[Tarantool-patches] [PATCH v3 2/9] lua: built-in module datetime

Sun Aug 8 19:35:35 MSK 2021

Much respect that you've found some time for review, even while being on 
vacation! Thanks!

On 08.08.2021 14:26, Vladislav Shpilevoy wrote:
>>>> +local datetime_index_handlers = {
>>>> +    unixtime = function(self)
>>>> +        return self.secs
>>>> +    end,
>>>> +
>>>> +    timestamp = function(self)
>>>> +        return tonumber(self.secs) + self.nsec / 1e9
>>>
>>> 11. If you are saying the Lua number value range is enough,
>>> why do you store them as 64bit integers in 'self' and
>>> convert to a number only for the external API?
>>
>> May be I misunderstood your sentence, but let me elaborate here.
>> I need seconds and nanoseconds kept separately for their efficient and precise handling, and for passing to c-dt.
>>
>> If we would keep 32-bit integers in seconds then we would be able to handle only dates upto 2038 year, thus we need 64-bit seconds for extended range.
>>
>> OTOH, not whole 64-bit range is practical, and required for expected in real-life datetime range values. It's not a problem that Lua number and int64_t have very different range for precise integer values. Lua number could handle integer values upto 9e15, which is corresponding to ...
> 
> I know all that. The question is why do you keep storing cdata 64 bits numbers
> inside of the datetime objects, if you convert them all to Lua numbers before
> return? You could store self.secs as just number. And the other fields too. Lua
> number is double, it does not loose precision for integers < 2^53, which should
> be enough for the ranges you want to support. Correct?

I keep using 64-bit because the primary code operating with fields is on 
C-side, and we need Lua number only on rare cases when user asked for 
composed attribute date.timestamp. Whenever we deal with seconds within 
arthmetic operations or transfer to c-dt, we need integer C type, larger 
than 32-bit. It's good fit for int64_t.

**Recorded data**

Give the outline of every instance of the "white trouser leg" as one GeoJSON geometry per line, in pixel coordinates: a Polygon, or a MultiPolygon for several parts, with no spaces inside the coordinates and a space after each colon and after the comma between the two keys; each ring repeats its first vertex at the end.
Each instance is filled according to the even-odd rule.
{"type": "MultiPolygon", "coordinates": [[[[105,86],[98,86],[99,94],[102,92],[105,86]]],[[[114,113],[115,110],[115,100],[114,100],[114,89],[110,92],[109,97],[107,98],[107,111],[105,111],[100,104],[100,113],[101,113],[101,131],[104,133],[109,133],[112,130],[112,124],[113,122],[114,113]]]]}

**What is required**
Write out the part of the datetime module thread above word for word, beginning at the words "On 08.08.2021 14:26, Vladislav" and stopping after "timestamp = function(self)".

**Exercise output**
On 08.08.2021 14:26, Vladislav Shpilevoy wrote:
>>>> +local datetime_index_handlers = {
>>>> +    unixtime = function(self)
>>>> +        return self.secs
>>>> +    end,
>>>> +
>>>> +    timestamp = function(self)